- **What you will do**
Turn the portion of the records that begins with the line containing "Mark one point per instance of the drooping" and runs through the end of the records into a Markdown table with two columns, Row and Line. Number each line in order, include both ends, and leave out any blank lines.

(Location identification records)
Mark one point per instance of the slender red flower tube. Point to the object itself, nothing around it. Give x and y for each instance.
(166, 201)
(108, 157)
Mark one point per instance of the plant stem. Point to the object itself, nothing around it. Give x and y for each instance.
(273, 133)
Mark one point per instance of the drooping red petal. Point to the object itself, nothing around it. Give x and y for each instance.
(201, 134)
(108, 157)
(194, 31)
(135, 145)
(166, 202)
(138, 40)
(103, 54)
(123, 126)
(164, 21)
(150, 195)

- **In response**
| Row | Line |
|---|---|
| 1 | Mark one point per instance of the drooping red petal. Point to the object itself, nothing around it. Give x and y for each instance. |
| 2 | (201, 134) |
| 3 | (108, 157) |
| 4 | (194, 31) |
| 5 | (135, 145) |
| 6 | (166, 202) |
| 7 | (138, 40) |
| 8 | (103, 54) |
| 9 | (123, 126) |
| 10 | (164, 21) |
| 11 | (150, 195) |